Point-based annotation data:

>>>>>

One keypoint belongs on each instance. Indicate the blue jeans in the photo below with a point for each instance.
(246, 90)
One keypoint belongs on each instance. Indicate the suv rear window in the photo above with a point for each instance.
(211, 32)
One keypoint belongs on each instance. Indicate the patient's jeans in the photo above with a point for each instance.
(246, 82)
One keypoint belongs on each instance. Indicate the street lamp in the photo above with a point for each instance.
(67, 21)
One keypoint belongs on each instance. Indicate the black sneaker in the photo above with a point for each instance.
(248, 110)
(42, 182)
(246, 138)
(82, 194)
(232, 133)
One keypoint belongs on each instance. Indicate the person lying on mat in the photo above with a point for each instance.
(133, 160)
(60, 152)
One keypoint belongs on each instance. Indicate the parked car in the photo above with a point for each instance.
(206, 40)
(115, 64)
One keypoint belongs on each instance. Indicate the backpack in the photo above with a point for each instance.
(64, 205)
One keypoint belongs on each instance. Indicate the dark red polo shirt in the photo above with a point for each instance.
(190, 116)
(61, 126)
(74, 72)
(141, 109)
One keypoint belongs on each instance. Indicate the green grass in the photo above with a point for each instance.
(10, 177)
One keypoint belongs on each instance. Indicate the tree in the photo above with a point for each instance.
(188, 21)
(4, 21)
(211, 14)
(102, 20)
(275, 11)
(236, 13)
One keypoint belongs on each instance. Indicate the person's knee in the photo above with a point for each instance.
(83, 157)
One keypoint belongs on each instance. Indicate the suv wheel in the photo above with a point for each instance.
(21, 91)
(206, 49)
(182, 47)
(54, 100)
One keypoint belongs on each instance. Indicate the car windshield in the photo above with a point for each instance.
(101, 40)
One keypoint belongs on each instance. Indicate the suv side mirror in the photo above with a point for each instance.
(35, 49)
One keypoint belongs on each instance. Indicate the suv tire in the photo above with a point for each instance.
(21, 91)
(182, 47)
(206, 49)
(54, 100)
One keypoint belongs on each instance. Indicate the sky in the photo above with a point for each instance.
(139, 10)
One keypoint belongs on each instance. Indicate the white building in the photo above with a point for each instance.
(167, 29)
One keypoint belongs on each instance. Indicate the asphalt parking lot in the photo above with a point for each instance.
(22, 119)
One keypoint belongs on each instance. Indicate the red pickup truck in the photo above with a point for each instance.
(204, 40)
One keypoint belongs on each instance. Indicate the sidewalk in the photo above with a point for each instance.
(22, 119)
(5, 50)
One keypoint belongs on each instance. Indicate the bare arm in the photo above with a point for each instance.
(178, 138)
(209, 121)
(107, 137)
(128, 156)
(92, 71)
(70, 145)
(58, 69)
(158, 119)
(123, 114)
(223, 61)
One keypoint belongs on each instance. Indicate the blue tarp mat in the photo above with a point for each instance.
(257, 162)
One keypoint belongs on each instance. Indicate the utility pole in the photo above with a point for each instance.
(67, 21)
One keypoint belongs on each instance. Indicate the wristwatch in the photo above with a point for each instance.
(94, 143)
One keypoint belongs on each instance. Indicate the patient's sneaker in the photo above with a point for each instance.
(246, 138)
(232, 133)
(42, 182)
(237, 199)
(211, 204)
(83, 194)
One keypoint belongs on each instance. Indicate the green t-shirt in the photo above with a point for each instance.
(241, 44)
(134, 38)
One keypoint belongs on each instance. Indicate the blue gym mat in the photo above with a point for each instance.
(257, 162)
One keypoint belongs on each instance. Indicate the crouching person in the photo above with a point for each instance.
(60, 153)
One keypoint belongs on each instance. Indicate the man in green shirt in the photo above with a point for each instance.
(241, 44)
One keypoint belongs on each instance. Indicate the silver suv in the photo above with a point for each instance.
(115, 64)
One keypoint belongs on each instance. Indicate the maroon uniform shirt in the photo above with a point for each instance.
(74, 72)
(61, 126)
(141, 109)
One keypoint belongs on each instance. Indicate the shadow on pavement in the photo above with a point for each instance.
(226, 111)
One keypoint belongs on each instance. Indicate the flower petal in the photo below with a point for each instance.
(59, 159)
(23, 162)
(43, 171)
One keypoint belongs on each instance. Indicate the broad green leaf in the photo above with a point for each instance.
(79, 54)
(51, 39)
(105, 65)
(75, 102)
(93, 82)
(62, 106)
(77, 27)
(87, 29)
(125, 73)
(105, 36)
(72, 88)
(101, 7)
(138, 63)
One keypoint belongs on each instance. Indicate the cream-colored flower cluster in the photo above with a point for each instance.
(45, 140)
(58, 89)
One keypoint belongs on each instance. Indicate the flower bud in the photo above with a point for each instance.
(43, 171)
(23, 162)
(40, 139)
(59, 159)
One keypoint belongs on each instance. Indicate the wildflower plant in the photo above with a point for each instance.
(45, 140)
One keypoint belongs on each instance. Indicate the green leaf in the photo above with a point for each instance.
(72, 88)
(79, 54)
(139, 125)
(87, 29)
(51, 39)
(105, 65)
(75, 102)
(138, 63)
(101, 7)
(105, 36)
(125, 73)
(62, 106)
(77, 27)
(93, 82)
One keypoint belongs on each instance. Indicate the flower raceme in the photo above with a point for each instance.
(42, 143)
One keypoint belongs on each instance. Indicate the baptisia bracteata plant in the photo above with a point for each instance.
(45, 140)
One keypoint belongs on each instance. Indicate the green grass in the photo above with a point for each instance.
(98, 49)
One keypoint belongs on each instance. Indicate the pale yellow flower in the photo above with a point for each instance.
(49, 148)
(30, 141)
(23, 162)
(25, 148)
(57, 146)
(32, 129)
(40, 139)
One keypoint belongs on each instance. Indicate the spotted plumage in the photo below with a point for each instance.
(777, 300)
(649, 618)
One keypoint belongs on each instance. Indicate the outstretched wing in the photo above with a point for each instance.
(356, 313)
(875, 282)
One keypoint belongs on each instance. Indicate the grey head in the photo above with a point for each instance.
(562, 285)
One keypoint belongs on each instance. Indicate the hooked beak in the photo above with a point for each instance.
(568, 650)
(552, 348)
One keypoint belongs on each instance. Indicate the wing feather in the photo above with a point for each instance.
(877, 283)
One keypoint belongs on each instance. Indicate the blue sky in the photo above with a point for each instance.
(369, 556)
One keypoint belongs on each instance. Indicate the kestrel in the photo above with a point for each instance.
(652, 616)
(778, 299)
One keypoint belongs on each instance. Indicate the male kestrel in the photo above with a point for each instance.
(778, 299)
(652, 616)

<<<<<

The line containing "One keypoint belongs on each instance. Indicate the flower bud" marks the start; retype it and each line after it through the end of the records above, exactly.

REPLY:
One keypoint belongs on each instance. Indicate the flower bud in the photo above with a point for each instance.
(43, 171)
(23, 162)
(40, 139)
(59, 159)
One keypoint belongs on each instance. Indicate the wildflower plant in the photo above with a point for each instance.
(45, 140)
One keypoint belongs on each instance. Indicate the green leaf in the photo above with a point for each instance.
(72, 88)
(79, 54)
(139, 125)
(87, 29)
(51, 39)
(105, 65)
(75, 102)
(138, 63)
(101, 7)
(105, 36)
(125, 73)
(62, 106)
(77, 27)
(93, 82)
One keypoint belongs on each instance. Indicate the flower raceme in the photo above with a point for each instance.
(42, 143)
One keypoint belongs on each instance. Indicate the baptisia bracteata plant in the photo above with a point for each instance.
(45, 140)
One keypoint belongs on each instance. Indicate the green grass in the photo above with a point for each instance.
(98, 49)
One keypoint belongs on each instance. Indicate the pale yellow flower in the photo above with a point for each instance.
(49, 148)
(30, 141)
(23, 162)
(25, 148)
(57, 146)
(32, 129)
(40, 139)
One keypoint belongs on each instance. Indicate the spotted plumage in the photo below with a point for each instance.
(777, 300)
(649, 618)
One keypoint belongs on each instance. Indicate the outstretched wing in the photo above with a point for each instance.
(356, 313)
(875, 282)
One keypoint belongs on each instance. Indicate the grey head in the photo above with a point for each instance.
(562, 285)
One keypoint belongs on each instance. Indicate the hooked beak in the photo above with a point for each instance.
(568, 650)
(552, 348)
One keypoint belongs on each instance. Indicate the wing feather in the photo above with a point for each instance.
(877, 283)
One keypoint belongs on each instance. Indicate the blue sky in the photo above with a point for each instance.
(369, 556)
One keypoint belongs on each instance. Indicate the kestrel in the photo above with a point for each instance.
(652, 616)
(778, 299)
One keypoint belongs on each instance. Indicate the male kestrel in the photo above with a point for each instance.
(778, 299)
(652, 616)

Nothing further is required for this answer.